▸ **Information shown**
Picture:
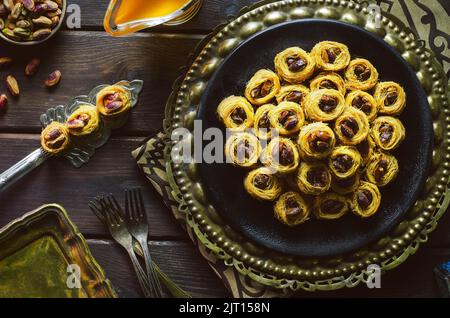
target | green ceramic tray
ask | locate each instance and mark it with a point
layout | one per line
(35, 252)
(282, 270)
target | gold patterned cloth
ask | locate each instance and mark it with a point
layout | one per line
(427, 18)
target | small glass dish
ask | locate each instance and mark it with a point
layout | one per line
(119, 18)
(54, 30)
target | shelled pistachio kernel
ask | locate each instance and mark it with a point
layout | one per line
(5, 61)
(29, 20)
(32, 67)
(12, 85)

▸ **Given exercise**
Can you rewrite the records above as a JSON list of strings, one string per line, with blank lines and the pictures left out?

▸ **Written solution**
[
  "Picture:",
  "target | green ceramic tray",
  "ask | locate each instance and mark it with a point",
  "layout | one per line",
  "(35, 252)",
  "(282, 270)",
  "target | gold patterned cloth",
  "ask | locate each instance and mark it with a point",
  "layout | one per line",
  "(427, 18)",
  "target | small glass dish",
  "ask | locate each instance and mark it with a point",
  "layout | one per line",
  "(119, 18)",
  "(54, 30)",
  "target | shelled pistachio kernel",
  "ask | locate each instance and mark it with a point",
  "layout | one per line",
  "(5, 61)",
  "(29, 20)",
  "(32, 67)",
  "(12, 85)"
]